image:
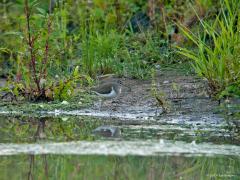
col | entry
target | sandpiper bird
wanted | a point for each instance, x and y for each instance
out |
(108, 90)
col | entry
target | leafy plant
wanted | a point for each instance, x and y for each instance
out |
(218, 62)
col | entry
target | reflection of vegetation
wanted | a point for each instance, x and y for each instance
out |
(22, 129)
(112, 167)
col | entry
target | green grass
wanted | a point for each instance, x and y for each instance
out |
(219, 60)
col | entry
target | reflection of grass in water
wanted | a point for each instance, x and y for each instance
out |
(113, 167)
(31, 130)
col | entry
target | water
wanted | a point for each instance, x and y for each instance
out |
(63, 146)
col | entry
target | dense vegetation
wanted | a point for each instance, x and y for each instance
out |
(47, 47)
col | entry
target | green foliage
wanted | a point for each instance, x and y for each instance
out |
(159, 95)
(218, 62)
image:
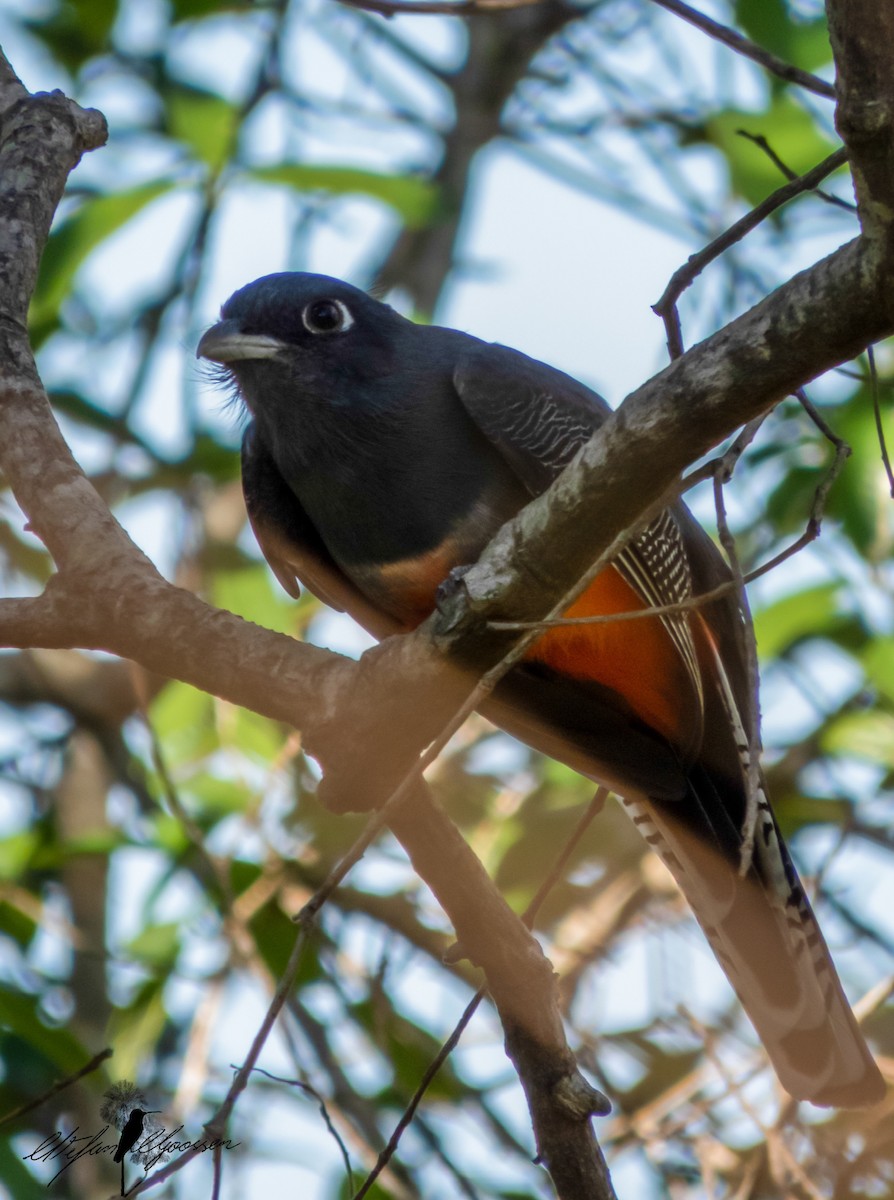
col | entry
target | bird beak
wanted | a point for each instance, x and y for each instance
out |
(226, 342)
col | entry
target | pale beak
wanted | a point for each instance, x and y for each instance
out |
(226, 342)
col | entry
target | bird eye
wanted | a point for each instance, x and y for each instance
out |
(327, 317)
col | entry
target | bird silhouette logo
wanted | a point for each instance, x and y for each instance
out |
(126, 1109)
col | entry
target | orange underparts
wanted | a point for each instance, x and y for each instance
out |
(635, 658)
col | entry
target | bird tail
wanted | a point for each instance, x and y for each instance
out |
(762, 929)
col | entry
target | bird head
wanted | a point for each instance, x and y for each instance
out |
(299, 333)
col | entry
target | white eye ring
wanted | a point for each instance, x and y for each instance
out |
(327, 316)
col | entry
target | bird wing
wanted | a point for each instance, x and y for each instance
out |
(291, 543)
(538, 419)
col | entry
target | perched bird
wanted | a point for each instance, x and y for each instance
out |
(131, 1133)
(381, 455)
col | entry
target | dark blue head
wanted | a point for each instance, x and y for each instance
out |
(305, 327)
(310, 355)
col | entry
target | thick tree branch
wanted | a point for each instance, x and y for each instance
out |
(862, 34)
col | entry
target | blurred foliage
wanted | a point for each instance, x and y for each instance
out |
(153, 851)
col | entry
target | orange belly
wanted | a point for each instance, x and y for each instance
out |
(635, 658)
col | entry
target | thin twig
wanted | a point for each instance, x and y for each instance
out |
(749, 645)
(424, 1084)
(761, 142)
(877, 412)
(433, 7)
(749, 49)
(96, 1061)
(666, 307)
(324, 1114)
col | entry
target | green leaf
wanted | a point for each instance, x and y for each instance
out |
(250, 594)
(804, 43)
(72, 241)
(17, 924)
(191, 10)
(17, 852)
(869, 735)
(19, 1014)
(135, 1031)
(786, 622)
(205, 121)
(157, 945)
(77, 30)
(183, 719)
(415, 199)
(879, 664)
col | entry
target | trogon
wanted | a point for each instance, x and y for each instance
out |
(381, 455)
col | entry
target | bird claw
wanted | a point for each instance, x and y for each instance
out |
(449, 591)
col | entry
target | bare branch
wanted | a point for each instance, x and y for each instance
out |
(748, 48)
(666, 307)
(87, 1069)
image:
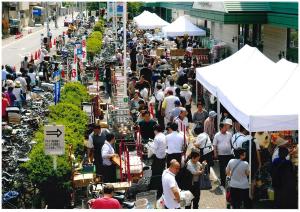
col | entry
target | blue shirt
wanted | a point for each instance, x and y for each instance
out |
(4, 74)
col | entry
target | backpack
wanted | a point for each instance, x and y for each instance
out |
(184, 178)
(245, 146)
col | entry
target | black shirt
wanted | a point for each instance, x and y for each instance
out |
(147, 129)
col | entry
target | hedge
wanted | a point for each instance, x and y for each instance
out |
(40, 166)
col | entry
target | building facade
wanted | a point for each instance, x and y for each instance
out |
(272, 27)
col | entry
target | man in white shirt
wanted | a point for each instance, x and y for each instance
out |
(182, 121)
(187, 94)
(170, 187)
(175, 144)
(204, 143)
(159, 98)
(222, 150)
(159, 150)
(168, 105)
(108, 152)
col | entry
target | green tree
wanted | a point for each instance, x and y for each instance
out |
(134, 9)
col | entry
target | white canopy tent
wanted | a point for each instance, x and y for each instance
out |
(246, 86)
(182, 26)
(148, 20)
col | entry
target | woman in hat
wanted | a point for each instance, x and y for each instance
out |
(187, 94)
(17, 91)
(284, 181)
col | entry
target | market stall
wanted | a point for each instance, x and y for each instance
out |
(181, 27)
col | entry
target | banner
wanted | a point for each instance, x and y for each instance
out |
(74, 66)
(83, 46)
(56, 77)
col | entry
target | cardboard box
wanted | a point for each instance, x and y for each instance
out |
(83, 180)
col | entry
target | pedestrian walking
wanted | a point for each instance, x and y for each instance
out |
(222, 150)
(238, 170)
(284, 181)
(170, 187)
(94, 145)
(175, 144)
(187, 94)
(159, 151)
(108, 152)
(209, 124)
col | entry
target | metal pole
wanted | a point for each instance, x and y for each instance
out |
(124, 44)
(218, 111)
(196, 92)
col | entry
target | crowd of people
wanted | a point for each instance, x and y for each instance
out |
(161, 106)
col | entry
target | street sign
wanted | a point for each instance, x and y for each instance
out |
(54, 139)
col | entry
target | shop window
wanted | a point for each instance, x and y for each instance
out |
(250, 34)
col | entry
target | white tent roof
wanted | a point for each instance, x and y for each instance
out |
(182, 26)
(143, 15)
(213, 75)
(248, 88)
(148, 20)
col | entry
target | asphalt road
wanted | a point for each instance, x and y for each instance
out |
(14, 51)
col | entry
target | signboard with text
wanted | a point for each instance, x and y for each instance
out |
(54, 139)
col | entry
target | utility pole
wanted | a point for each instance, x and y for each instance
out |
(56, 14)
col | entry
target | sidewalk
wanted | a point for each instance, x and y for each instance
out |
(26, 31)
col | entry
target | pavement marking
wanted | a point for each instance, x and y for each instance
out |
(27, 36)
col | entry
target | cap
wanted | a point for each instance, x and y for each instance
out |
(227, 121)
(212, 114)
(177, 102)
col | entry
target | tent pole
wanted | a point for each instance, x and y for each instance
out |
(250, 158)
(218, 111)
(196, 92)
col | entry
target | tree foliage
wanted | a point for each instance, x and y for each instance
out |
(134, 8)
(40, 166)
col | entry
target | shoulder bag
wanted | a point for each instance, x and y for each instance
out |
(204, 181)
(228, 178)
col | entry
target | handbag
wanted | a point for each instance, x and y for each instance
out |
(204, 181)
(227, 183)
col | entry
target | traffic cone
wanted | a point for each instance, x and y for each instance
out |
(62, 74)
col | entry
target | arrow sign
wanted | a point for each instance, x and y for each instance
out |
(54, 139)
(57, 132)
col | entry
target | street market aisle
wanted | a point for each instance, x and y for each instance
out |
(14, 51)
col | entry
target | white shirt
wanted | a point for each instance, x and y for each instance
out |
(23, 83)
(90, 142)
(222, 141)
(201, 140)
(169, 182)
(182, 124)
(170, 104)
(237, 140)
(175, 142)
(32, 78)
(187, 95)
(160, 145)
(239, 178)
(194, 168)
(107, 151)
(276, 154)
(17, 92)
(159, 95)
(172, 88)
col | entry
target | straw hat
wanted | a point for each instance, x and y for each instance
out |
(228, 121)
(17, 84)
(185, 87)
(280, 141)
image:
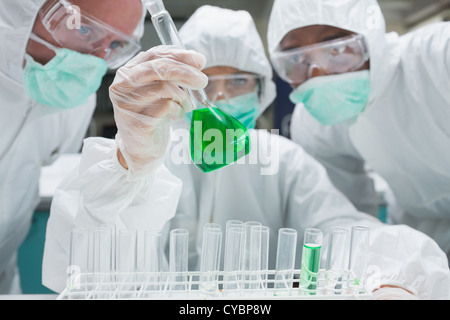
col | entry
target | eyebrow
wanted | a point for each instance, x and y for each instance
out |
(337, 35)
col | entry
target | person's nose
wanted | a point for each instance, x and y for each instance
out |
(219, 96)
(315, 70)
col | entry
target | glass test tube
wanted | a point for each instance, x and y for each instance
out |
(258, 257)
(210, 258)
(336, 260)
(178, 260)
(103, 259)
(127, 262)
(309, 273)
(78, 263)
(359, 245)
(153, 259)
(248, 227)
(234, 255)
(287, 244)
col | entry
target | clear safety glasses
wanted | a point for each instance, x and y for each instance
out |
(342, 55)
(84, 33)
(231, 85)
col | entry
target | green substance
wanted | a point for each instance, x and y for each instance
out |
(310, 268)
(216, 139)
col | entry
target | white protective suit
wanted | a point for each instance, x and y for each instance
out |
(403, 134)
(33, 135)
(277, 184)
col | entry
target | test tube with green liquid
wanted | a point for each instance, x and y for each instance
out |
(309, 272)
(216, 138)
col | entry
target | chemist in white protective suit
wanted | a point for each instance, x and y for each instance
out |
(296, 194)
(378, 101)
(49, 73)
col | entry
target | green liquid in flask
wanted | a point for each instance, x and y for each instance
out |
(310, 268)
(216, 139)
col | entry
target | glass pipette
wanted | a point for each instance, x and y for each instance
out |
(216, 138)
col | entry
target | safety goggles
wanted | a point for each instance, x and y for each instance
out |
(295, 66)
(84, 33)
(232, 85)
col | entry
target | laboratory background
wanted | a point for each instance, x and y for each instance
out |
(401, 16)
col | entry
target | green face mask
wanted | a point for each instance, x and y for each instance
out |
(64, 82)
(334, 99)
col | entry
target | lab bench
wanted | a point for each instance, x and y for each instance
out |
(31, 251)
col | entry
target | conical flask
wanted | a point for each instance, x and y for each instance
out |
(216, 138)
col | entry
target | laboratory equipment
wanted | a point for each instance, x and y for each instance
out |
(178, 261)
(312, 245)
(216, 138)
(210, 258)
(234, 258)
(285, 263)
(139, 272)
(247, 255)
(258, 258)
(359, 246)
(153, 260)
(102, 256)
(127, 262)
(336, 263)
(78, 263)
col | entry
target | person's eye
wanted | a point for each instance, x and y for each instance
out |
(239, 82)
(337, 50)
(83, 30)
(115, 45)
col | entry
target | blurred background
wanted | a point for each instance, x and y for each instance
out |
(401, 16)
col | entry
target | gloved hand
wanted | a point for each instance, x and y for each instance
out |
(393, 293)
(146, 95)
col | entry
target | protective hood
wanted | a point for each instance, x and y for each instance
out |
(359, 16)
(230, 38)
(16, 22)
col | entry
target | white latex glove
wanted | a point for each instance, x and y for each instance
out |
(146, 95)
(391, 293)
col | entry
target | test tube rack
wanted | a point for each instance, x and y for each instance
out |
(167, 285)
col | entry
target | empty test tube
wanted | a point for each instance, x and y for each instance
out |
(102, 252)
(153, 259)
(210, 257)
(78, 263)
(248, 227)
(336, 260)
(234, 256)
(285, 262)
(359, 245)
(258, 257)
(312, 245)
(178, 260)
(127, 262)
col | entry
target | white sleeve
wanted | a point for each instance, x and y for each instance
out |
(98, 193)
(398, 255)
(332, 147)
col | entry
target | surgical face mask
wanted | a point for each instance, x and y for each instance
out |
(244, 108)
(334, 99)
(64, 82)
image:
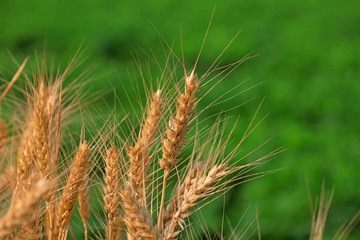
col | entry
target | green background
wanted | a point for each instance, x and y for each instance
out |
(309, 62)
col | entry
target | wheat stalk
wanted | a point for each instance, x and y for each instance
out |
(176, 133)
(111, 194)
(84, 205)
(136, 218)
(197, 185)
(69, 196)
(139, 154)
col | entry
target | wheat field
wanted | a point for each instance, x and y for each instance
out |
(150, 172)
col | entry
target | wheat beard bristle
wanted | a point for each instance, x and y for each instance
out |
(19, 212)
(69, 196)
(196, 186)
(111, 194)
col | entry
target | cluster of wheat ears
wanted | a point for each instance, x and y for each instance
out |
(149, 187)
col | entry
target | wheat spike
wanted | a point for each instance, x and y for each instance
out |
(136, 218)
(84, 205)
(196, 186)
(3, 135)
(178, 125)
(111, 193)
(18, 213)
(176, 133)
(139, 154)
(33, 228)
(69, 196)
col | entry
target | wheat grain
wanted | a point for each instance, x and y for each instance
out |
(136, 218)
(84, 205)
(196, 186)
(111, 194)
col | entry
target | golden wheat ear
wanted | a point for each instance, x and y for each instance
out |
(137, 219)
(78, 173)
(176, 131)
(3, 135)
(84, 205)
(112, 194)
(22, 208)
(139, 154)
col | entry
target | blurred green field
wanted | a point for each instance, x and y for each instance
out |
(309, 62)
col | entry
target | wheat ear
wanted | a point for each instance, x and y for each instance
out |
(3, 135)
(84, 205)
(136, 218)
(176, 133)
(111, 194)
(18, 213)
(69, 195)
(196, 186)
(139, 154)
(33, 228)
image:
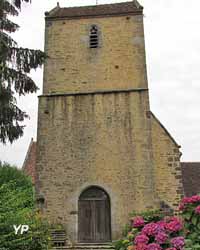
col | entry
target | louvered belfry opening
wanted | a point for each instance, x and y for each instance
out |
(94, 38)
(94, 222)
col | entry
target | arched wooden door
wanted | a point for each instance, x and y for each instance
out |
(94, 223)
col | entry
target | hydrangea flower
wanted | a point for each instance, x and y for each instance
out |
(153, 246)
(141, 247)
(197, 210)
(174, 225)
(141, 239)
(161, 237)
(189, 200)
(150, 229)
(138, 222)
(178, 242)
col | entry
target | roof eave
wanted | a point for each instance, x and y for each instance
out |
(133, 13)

###

EXERCISE -> Return every line of the rows above that contains the word "with". Treat uppercase and lowercase letters as different.

COMPLETE ANSWER ->
target | signboard with text
target | test tube with green liquid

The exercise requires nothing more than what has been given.